[Stored items from a collection]
|---|
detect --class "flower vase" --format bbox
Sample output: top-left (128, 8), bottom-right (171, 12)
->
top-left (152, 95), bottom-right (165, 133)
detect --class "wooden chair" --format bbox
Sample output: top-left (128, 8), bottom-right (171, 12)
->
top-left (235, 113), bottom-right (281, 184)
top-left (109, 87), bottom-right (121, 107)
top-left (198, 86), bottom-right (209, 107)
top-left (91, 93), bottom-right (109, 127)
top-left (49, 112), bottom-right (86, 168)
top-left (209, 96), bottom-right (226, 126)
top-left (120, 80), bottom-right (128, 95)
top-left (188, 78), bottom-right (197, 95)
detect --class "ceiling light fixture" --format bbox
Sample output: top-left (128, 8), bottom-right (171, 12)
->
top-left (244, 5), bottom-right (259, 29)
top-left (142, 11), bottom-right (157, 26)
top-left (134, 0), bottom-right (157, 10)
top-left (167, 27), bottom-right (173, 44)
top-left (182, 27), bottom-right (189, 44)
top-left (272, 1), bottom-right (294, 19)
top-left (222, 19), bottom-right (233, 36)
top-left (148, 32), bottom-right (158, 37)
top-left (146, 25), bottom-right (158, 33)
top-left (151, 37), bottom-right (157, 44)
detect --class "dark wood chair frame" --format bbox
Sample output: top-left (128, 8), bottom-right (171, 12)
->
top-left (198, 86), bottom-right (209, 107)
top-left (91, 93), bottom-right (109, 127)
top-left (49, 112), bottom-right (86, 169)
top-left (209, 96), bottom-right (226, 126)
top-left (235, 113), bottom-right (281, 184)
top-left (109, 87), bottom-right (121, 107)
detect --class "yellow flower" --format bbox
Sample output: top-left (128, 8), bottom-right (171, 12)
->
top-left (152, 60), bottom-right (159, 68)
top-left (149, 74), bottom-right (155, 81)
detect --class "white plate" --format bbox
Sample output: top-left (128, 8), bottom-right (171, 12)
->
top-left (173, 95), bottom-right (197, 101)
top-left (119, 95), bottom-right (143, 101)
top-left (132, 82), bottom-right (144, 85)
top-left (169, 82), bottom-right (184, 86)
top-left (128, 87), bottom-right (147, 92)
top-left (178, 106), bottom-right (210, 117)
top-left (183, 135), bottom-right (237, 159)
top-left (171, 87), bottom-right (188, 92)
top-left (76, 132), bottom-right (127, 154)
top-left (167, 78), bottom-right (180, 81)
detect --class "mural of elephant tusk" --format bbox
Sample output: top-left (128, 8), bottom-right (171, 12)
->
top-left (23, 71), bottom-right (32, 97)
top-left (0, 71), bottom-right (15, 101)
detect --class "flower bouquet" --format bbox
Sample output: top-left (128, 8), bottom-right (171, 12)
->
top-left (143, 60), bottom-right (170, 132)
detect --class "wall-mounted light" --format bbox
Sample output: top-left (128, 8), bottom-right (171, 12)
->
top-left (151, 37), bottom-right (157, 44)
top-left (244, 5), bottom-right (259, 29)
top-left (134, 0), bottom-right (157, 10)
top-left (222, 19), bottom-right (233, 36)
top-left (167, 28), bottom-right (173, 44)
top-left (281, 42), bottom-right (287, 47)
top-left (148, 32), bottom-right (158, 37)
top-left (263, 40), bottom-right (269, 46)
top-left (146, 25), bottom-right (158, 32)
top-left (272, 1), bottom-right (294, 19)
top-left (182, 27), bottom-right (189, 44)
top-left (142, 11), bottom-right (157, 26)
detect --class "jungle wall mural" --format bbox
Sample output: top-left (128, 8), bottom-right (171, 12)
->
|---|
- [The request]: Copy the rows above unchanged, starting with the first line and going on through the line that contains "top-left (188, 78), bottom-right (197, 95)". Include both of these lines.

- [The reply]:
detect --class "flower vase" --format bbox
Sample output: top-left (128, 8), bottom-right (171, 12)
->
top-left (152, 95), bottom-right (165, 133)
detect --class "wooden chair" --format bbox
Sample output: top-left (128, 8), bottom-right (171, 12)
->
top-left (235, 113), bottom-right (281, 184)
top-left (109, 87), bottom-right (121, 107)
top-left (198, 86), bottom-right (209, 107)
top-left (91, 93), bottom-right (109, 127)
top-left (49, 112), bottom-right (86, 168)
top-left (209, 96), bottom-right (226, 126)
top-left (120, 80), bottom-right (128, 95)
top-left (188, 78), bottom-right (197, 95)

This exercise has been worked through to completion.